(Collected data)
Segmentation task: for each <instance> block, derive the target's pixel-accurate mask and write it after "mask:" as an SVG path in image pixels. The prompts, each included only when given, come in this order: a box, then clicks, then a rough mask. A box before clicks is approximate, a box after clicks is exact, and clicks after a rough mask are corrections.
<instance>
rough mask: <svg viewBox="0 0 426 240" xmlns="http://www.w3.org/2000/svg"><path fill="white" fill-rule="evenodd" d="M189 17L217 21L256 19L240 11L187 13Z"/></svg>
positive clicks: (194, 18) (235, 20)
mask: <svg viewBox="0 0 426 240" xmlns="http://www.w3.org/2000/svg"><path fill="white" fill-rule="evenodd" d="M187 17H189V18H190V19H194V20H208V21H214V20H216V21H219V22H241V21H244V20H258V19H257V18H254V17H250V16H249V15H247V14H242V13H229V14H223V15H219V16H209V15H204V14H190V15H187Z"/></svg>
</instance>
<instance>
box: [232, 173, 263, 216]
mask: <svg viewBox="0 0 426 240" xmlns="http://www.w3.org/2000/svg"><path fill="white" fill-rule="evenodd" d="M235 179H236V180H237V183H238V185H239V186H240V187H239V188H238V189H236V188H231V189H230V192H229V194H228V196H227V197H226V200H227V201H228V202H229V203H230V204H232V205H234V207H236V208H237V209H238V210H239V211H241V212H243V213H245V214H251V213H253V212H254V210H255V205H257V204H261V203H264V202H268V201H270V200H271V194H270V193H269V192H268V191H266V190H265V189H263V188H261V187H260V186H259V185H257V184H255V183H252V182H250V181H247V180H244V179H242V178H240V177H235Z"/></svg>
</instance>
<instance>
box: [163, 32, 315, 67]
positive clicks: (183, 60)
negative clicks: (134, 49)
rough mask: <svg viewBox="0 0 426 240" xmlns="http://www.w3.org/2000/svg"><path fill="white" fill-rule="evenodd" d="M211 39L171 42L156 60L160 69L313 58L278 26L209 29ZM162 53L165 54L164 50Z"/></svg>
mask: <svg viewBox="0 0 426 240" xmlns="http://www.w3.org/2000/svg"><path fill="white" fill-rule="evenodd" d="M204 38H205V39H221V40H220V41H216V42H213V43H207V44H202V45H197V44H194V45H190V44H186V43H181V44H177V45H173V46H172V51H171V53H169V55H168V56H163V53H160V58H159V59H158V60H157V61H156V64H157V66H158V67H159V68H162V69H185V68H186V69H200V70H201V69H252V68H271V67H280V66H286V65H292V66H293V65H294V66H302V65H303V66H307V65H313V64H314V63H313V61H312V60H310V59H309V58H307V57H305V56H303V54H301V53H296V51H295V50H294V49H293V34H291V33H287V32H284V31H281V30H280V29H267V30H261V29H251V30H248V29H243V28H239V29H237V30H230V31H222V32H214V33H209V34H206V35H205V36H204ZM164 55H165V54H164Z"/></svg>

- YOUR INSTRUCTIONS: Your reply should contain each entry, copied without alteration.

- TASK RESULT:
Segmentation task: for each <instance> block, derive the target's pixel-accurate mask and write it after "mask:" as an SVG path in image pixels. The prompts, each included only when given, come in this order: a box, then clicks, then a rough mask. A box before clicks is approximate, a box after clicks is exact, and clicks after a rough mask are corrections.
<instance>
rough mask: <svg viewBox="0 0 426 240" xmlns="http://www.w3.org/2000/svg"><path fill="white" fill-rule="evenodd" d="M189 17L217 21L256 19L240 11L187 13Z"/></svg>
positive clicks: (194, 18) (235, 20)
mask: <svg viewBox="0 0 426 240" xmlns="http://www.w3.org/2000/svg"><path fill="white" fill-rule="evenodd" d="M187 17H189V18H190V19H194V20H208V21H214V20H216V21H219V22H241V21H244V20H258V19H257V18H254V17H250V16H249V15H247V14H242V13H229V14H223V15H219V16H209V15H204V14H190V15H187Z"/></svg>
</instance>
<instance>
box: [232, 173, 263, 216]
mask: <svg viewBox="0 0 426 240" xmlns="http://www.w3.org/2000/svg"><path fill="white" fill-rule="evenodd" d="M235 179H236V180H237V183H238V185H239V186H240V187H239V188H238V189H236V188H231V189H230V192H229V194H228V196H227V197H226V200H227V201H228V202H229V203H230V204H232V205H234V207H236V208H237V209H238V210H239V211H241V212H243V213H245V214H251V213H253V212H254V210H255V205H257V204H261V203H264V202H268V201H270V200H271V194H270V193H269V192H268V191H266V190H265V189H263V188H261V187H260V186H259V185H257V184H255V183H252V182H250V181H247V180H244V179H242V178H240V177H235Z"/></svg>
</instance>
<instance>
box: [163, 32, 315, 67]
positive clicks: (183, 60)
negative clicks: (134, 49)
rough mask: <svg viewBox="0 0 426 240" xmlns="http://www.w3.org/2000/svg"><path fill="white" fill-rule="evenodd" d="M211 39L171 42L156 60L160 69L313 58L278 26L209 29ZM162 53L165 54L164 50Z"/></svg>
mask: <svg viewBox="0 0 426 240" xmlns="http://www.w3.org/2000/svg"><path fill="white" fill-rule="evenodd" d="M204 38H205V39H221V40H220V41H216V42H213V43H207V44H202V45H197V44H194V45H190V44H186V43H181V44H177V45H173V46H172V51H171V53H169V55H168V56H163V53H160V58H159V59H158V60H157V61H156V64H157V66H158V67H159V68H162V69H185V68H186V69H200V70H201V69H252V68H271V67H280V66H286V65H292V66H293V65H294V66H302V65H303V66H307V65H313V64H314V63H313V61H312V60H310V59H309V58H307V57H305V56H303V54H301V53H296V51H295V50H294V49H293V34H291V33H287V32H284V31H281V30H280V29H267V30H261V29H251V30H248V29H243V28H239V29H237V30H230V31H222V32H214V33H209V34H206V35H205V36H204ZM164 55H165V54H164Z"/></svg>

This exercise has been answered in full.